--- Stated exercise ---
Do not copy the pictures; transcribe all other material exactly.

--- Given records ---

_____

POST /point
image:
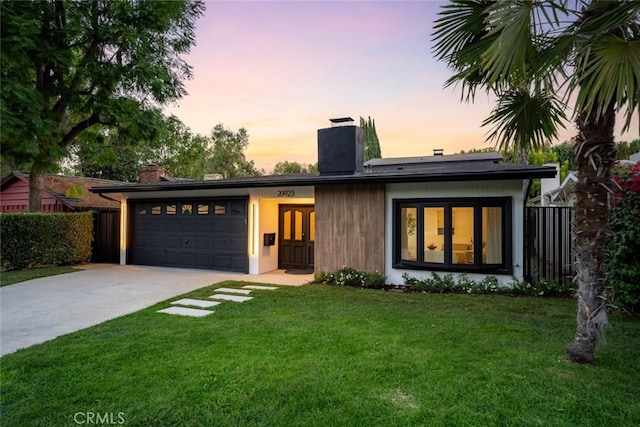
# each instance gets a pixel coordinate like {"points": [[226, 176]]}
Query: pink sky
{"points": [[283, 69]]}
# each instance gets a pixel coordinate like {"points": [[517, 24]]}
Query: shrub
{"points": [[374, 280], [32, 239], [348, 276], [622, 262], [488, 285]]}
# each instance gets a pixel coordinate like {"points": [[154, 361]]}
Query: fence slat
{"points": [[548, 248]]}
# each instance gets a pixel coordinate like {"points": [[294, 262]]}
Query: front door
{"points": [[297, 236]]}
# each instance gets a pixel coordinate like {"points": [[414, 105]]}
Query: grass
{"points": [[15, 276], [319, 356]]}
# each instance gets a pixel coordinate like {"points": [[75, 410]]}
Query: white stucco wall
{"points": [[447, 190]]}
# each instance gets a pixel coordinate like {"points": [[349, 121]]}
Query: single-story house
{"points": [[61, 193], [444, 213]]}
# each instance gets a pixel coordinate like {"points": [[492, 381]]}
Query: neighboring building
{"points": [[58, 195], [458, 214], [553, 194]]}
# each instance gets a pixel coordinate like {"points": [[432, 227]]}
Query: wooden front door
{"points": [[297, 236]]}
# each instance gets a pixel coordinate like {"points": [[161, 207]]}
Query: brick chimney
{"points": [[151, 173]]}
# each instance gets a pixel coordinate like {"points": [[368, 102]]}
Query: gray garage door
{"points": [[210, 234]]}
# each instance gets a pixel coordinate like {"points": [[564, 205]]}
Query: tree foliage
{"points": [[67, 66], [286, 167], [371, 142], [622, 266], [540, 58], [108, 154]]}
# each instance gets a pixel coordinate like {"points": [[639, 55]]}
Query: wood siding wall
{"points": [[350, 227]]}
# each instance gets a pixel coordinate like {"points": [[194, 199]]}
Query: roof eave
{"points": [[332, 179]]}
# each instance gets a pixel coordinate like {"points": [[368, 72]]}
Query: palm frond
{"points": [[525, 121], [460, 39], [610, 75], [508, 55]]}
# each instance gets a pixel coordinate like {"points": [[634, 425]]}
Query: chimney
{"points": [[340, 148], [151, 173]]}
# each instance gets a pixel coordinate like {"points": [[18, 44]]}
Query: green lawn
{"points": [[11, 277], [331, 356]]}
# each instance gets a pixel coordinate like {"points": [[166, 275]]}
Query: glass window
{"points": [[434, 234], [453, 234], [298, 225], [462, 235], [312, 226], [409, 234], [286, 234], [492, 235]]}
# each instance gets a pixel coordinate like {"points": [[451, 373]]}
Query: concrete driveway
{"points": [[39, 310]]}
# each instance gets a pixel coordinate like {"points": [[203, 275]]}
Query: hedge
{"points": [[33, 239]]}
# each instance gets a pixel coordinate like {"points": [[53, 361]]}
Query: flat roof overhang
{"points": [[499, 172]]}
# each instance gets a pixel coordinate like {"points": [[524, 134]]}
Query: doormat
{"points": [[298, 271]]}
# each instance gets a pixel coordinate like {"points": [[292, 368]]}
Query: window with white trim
{"points": [[467, 235]]}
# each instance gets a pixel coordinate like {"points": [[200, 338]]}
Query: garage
{"points": [[208, 234]]}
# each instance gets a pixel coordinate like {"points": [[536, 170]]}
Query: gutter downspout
{"points": [[525, 261]]}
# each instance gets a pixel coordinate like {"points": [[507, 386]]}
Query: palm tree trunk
{"points": [[595, 154]]}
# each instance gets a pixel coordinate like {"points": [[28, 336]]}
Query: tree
{"points": [[227, 156], [541, 58], [622, 267], [371, 142], [67, 66], [287, 167]]}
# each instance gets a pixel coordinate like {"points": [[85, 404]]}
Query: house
{"points": [[61, 193], [458, 214]]}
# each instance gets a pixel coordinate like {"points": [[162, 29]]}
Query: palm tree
{"points": [[541, 58]]}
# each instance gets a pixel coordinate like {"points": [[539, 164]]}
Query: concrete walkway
{"points": [[39, 310]]}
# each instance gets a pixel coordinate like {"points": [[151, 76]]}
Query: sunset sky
{"points": [[283, 69]]}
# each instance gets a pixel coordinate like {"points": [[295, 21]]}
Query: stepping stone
{"points": [[184, 311], [236, 298], [196, 302], [233, 291]]}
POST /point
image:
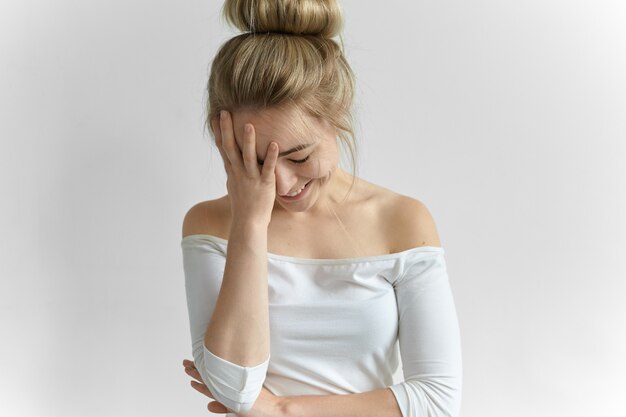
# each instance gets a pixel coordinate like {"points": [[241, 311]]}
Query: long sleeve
{"points": [[429, 338], [235, 386]]}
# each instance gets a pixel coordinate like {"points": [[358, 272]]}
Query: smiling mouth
{"points": [[302, 190]]}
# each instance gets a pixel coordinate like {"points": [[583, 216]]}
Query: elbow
{"points": [[236, 387], [436, 397]]}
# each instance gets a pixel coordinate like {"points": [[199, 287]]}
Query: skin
{"points": [[249, 143], [328, 188], [321, 165]]}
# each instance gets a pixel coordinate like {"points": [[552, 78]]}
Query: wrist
{"points": [[249, 227], [285, 407]]}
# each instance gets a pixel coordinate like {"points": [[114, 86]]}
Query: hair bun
{"points": [[298, 17]]}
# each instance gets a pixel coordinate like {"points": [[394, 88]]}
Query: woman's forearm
{"points": [[239, 327], [378, 403]]}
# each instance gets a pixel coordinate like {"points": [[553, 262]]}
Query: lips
{"points": [[299, 195]]}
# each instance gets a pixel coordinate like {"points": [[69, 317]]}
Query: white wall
{"points": [[508, 119]]}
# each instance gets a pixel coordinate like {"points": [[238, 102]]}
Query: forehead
{"points": [[287, 126]]}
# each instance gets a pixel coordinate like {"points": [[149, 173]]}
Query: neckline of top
{"points": [[276, 256]]}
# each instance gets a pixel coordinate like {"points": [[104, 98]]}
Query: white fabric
{"points": [[336, 326]]}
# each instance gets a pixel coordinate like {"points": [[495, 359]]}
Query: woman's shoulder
{"points": [[209, 217], [407, 219]]}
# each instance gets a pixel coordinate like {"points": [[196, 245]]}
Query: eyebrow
{"points": [[292, 150]]}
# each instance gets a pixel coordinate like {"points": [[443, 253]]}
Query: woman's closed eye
{"points": [[295, 161], [300, 161]]}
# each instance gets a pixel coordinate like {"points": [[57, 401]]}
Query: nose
{"points": [[286, 179]]}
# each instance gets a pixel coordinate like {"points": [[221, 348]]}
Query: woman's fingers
{"points": [[271, 156], [249, 151], [228, 141]]}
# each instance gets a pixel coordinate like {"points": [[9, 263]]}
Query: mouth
{"points": [[298, 196]]}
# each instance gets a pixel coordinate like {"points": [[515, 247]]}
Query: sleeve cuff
{"points": [[402, 397], [235, 386]]}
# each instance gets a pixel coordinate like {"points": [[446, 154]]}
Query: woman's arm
{"points": [[239, 327], [377, 403]]}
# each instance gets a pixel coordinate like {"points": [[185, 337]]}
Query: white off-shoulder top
{"points": [[338, 326]]}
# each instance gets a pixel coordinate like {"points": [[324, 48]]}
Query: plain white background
{"points": [[506, 118]]}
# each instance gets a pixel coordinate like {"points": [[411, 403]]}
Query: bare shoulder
{"points": [[412, 224], [405, 222], [209, 217]]}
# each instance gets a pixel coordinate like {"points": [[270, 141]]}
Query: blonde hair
{"points": [[285, 57]]}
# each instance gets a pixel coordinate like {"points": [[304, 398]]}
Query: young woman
{"points": [[303, 280]]}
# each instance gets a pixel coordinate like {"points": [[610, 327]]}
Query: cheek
{"points": [[323, 164]]}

_____

--- Answer ---
POST /point
image:
# each instance gets a pixel coordinate like {"points": [[226, 176]]}
Query: pink sky
{"points": [[283, 69]]}
# each instance gets a pixel coordinate like {"points": [[517, 24]]}
Query: shrub
{"points": [[374, 280], [32, 239], [348, 276], [622, 262], [488, 285]]}
# each instance gets a pixel coordinate like {"points": [[154, 361]]}
Query: fence slat
{"points": [[548, 248]]}
# each instance gets a pixel coordinate like {"points": [[294, 262]]}
Query: front door
{"points": [[297, 236]]}
# each instance gets a pixel coordinate like {"points": [[414, 105]]}
Query: grass
{"points": [[15, 276], [319, 356]]}
# each instance gets a pixel coordinate like {"points": [[75, 410]]}
Query: white stucco wall
{"points": [[447, 190]]}
# each instance gets a pixel coordinate like {"points": [[349, 121]]}
Query: single-story house
{"points": [[61, 193], [444, 213]]}
# each instance gets a pixel coordinate like {"points": [[492, 381]]}
Query: neighboring building
{"points": [[58, 195], [458, 214], [553, 194]]}
# each instance gets a pixel coordinate like {"points": [[432, 227]]}
Query: wooden front door
{"points": [[297, 236]]}
# each instance gets a pixel coordinate like {"points": [[161, 207]]}
Query: brick chimney
{"points": [[151, 173]]}
# each instance gets a pixel coordinate like {"points": [[368, 102]]}
Query: gray garage door
{"points": [[210, 234]]}
# each instance gets a pixel coordinate like {"points": [[564, 205]]}
Query: tree foliage
{"points": [[67, 66], [286, 167], [371, 142], [622, 266], [540, 58], [108, 154]]}
# each instance gets a pixel coordinate like {"points": [[639, 55]]}
Query: wood siding wall
{"points": [[350, 227]]}
# each instance gets a pixel coordinate like {"points": [[194, 199]]}
Query: roof eave
{"points": [[332, 179]]}
# each instance gets a pixel coordinate like {"points": [[368, 72]]}
Query: palm frond
{"points": [[525, 121], [460, 39], [610, 75], [508, 55]]}
# each instance gets a pixel coordinate like {"points": [[634, 425]]}
Query: chimney
{"points": [[340, 148], [151, 173]]}
# each instance gets a pixel coordinate like {"points": [[18, 44]]}
Query: green lawn
{"points": [[11, 277], [331, 356]]}
# each instance gets a pixel coordinate like {"points": [[166, 275]]}
Query: glass window
{"points": [[434, 234], [453, 234], [298, 225], [462, 235], [312, 226], [409, 234], [286, 234], [492, 235]]}
# each instance gets a pixel coordinate like {"points": [[451, 373]]}
Query: concrete driveway
{"points": [[39, 310]]}
# each instance gets a pixel coordinate like {"points": [[203, 275]]}
Query: hedge
{"points": [[33, 239]]}
# each instance gets a pixel coordinate like {"points": [[53, 361]]}
Query: flat roof overhang
{"points": [[499, 172]]}
# each instance gets a pixel coordinate like {"points": [[524, 134]]}
Query: doormat
{"points": [[298, 271]]}
# each instance gets a pixel coordinate like {"points": [[292, 368]]}
Query: window with white trim
{"points": [[467, 235]]}
# each instance gets a pixel coordinate like {"points": [[200, 338]]}
Query: garage
{"points": [[208, 234]]}
# each instance gets a pixel coordinate like {"points": [[536, 170]]}
Query: gutter downspout
{"points": [[525, 261]]}
# each instance gets a pixel coordinate like {"points": [[507, 386]]}
Query: palm tree trunk
{"points": [[595, 154]]}
# each instance gets a pixel coordinate like {"points": [[28, 336]]}
Query: tree
{"points": [[227, 156], [541, 58], [622, 267], [371, 142], [67, 66], [287, 167]]}
# each instance gets a pixel coordinate like {"points": [[85, 404]]}
Query: house
{"points": [[61, 193], [458, 214]]}
# each instance gets a pixel coordinate like {"points": [[162, 29]]}
Query: palm tree
{"points": [[541, 58]]}
# each instance gets a pixel coordinate like {"points": [[539, 164]]}
Query: concrete walkway
{"points": [[39, 310]]}
# each instance gets a pixel coordinate like {"points": [[151, 76]]}
Query: sunset sky
{"points": [[283, 69]]}
# each instance gets a pixel coordinate like {"points": [[295, 21]]}
Query: stepping stone
{"points": [[184, 311], [236, 298], [196, 302], [233, 291]]}
POST /point
image:
# each instance gets a pixel coordinate like {"points": [[241, 311]]}
Query: long sleeve
{"points": [[429, 338], [235, 386]]}
# each instance gets a pixel coordinate like {"points": [[358, 272]]}
Query: smiling mouth
{"points": [[302, 190]]}
# each instance gets a pixel coordinate like {"points": [[583, 216]]}
Query: elbow
{"points": [[236, 387], [436, 397]]}
# each instance gets a pixel coordinate like {"points": [[199, 287]]}
Query: skin
{"points": [[249, 143], [328, 188], [321, 165]]}
# each instance gets a pixel coordinate like {"points": [[552, 78]]}
Query: wrist
{"points": [[249, 227], [285, 407]]}
# each instance gets a pixel coordinate like {"points": [[114, 86]]}
Query: hair bun
{"points": [[298, 17]]}
# each instance gets a pixel coordinate like {"points": [[394, 88]]}
Query: woman's forearm
{"points": [[239, 327], [378, 403]]}
# each instance gets a pixel coordinate like {"points": [[553, 262]]}
Query: lips
{"points": [[299, 195]]}
# each instance gets a pixel coordinate like {"points": [[69, 317]]}
Query: white wall
{"points": [[508, 119]]}
# each instance gets a pixel coordinate like {"points": [[238, 102]]}
Query: forehead
{"points": [[287, 126]]}
# each instance gets a pixel coordinate like {"points": [[149, 173]]}
Query: neckline of top
{"points": [[276, 256]]}
# each instance gets a pixel coordinate like {"points": [[104, 98]]}
Query: white fabric
{"points": [[336, 326]]}
# each instance gets a pixel coordinate like {"points": [[495, 359]]}
Query: woman's shoulder
{"points": [[209, 217], [407, 219]]}
# each instance gets a pixel coordinate like {"points": [[196, 245]]}
Query: eyebrow
{"points": [[292, 150]]}
# each instance gets a pixel coordinate like {"points": [[443, 253]]}
Query: woman's closed eye
{"points": [[295, 161], [300, 161]]}
# each instance gets a pixel coordinate like {"points": [[57, 401]]}
Query: nose
{"points": [[286, 179]]}
# each instance gets a pixel coordinate like {"points": [[221, 348]]}
Query: woman's fingers
{"points": [[271, 156], [249, 151], [228, 141]]}
# each instance gets a pixel coordinate like {"points": [[9, 263]]}
Query: mouth
{"points": [[298, 196]]}
# each instance gets a pixel coordinate like {"points": [[515, 247]]}
Query: sleeve cuff
{"points": [[402, 397], [235, 386]]}
# each instance gets a pixel coordinate like {"points": [[446, 154]]}
Query: woman's arm
{"points": [[239, 327], [377, 403]]}
# each instance gets a pixel coordinate like {"points": [[185, 337]]}
Query: white off-shoulder top
{"points": [[338, 326]]}
# each instance gets a pixel coordinate like {"points": [[324, 48]]}
Query: plain white background
{"points": [[506, 118]]}
# each instance gets a pixel coordinate like {"points": [[411, 403]]}
Query: bare shoulder
{"points": [[412, 224], [405, 222], [209, 217]]}
# each instance gets a pixel coordinate like {"points": [[270, 141]]}
Query: blonde hair
{"points": [[285, 57]]}
# each instance gets a pixel coordinate like {"points": [[304, 398]]}
Query: young woman
{"points": [[303, 280]]}
# each instance gets a pixel coordinate like {"points": [[610, 327]]}
Query: cheek
{"points": [[323, 164]]}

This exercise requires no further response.